WHAT TO DO >>
1 – Reproduce everything in the blog text below from "I may be interested" down to "a maladaptive fantasy.", swapping "book" for "memoir".
2 – In the blog text below, list every person named in the paragraph that begins "I don't know if I will ever fully account".

READING TEXT >>

- Opening Delimiter -

I may be interested in publishing a book about my experiences on the understanding that I would no longer make any claim that my so-called memories of past lives were anything more than a maladaptive fantasy.


I am growing stronger. In 14 or 15 hours I expect to be home or well on my way.

Feeling just a little heroic. I’ve taken a big risk and a punishing body hit but my dysphoria has been completely gone for the last several days. That’s a specter I won’t miss and I’m glad I took the chance.

This whole month will be a victory lap for me. I’m alive and I made it through a process that nearly destroyed my soul, shattered my identity, and gave me a stark wake-up call about how toxic some of my habits, attitudes, and alleged friends were. I went slightly mad, saw the world turned upside down, and learned to use my writing as therapy.

I don’t know if I will ever fully account for the experiences recounted in this blog. Jack’s life feels less real to me now. I can’t really identify with any aspect of Phil’s life at all. I still feel something of James’ seafaring life and truth be told, his memories were some of the few to filter in via dreams. And of Count William I feel residual affection for the look and feel of his era and astonishment at the weird coincidences between his life and Jack’s, but I can’t say I am fully invested in having been him. I’m still inclined to disbelieve in reincarnation at this time and I think this was probably a dissociative artifact of my dysphoria.

Anyway, it doesn’t make sense right now to think of the past as something I can derive much from any more; I have done what everyone who left me to die in 2012 thought I couldn’t and built a new life full of joy, hope, and vast possibility. I took agency after bumbling through the first 27 years of my life and reinvented myself from a college dropout with a drinking problem and a self-destructive outlook into a beloved member of a community and a role model for others.

I’m so happy right now. I want to cherish this feeling and nurture it until it becomes something I can share and spread like seeds on the wind. If I have lived before, I consider my regrets from the last century fully expiated. If I didn’t live before, then I am certainly living now!

Popping In

Just wanted to say I am recovering from surgery and doing well, according to the doctors. I am more in the moment than I have ever been and my concerns for the future only go as far as my recovery right now. I am experiencing a miracle of rebirth that is inspiring, painful, hopeful, stressful, chaotic, and full of grand plans and my summer will be spent discovering what it means to be me, more than I ever have been.

OHSU has plenty of experienced doctors and nurses who are making this last dramatic act of my transition easier. Outside my window tall trees loom in the cool spring mist and every moment of life brings quiet joys.

- Closing Delimiter -

RECORD EXTRACTS >>
- Opening Delimiter -

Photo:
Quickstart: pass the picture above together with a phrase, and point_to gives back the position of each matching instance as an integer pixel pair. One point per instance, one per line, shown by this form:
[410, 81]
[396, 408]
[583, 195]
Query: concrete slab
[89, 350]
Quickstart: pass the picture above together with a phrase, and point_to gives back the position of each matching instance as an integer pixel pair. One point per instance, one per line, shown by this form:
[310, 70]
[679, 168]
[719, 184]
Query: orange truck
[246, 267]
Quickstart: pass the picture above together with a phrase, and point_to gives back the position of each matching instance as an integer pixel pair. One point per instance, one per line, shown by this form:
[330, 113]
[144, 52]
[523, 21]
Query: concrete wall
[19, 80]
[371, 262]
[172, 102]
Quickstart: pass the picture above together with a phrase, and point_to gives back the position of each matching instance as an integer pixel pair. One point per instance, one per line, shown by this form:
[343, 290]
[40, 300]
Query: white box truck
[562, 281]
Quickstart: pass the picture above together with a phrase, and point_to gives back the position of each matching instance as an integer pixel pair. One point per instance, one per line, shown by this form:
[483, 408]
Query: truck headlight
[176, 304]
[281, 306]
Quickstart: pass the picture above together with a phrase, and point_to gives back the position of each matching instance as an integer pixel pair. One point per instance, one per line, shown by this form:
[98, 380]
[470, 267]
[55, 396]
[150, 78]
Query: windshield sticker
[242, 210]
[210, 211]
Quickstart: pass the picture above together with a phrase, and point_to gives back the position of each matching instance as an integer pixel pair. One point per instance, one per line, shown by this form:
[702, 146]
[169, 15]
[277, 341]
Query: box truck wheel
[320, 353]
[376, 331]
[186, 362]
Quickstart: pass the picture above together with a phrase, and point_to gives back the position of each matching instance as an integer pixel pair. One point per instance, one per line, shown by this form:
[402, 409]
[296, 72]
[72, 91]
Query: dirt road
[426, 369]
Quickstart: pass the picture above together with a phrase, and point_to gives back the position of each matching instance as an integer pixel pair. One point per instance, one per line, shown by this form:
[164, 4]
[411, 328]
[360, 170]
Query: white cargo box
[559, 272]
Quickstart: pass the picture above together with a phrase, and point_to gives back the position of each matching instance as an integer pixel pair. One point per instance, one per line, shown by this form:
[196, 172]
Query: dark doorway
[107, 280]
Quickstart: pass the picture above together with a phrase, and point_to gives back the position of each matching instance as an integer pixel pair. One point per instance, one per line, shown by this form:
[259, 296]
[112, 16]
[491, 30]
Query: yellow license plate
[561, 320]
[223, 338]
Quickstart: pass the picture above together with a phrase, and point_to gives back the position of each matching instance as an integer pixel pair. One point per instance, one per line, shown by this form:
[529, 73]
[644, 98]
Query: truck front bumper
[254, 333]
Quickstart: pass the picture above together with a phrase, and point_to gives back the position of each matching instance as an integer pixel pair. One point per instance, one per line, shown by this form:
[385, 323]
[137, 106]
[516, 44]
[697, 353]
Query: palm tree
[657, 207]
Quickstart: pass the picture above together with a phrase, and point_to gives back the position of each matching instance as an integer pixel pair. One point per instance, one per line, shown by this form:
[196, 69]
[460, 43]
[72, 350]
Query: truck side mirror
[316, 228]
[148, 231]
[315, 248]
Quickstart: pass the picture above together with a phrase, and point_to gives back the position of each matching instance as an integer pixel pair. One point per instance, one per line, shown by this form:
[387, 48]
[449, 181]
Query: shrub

- Closing Delimiter -

SOLUTION LIST >>
1 –
I may be interested in publishing a memoir about my experiences on the understanding that I would no longer make any claim that my so-called memories of past lives were anything more than a maladaptive fantasy.

2 – Jack, Phil, James, Count William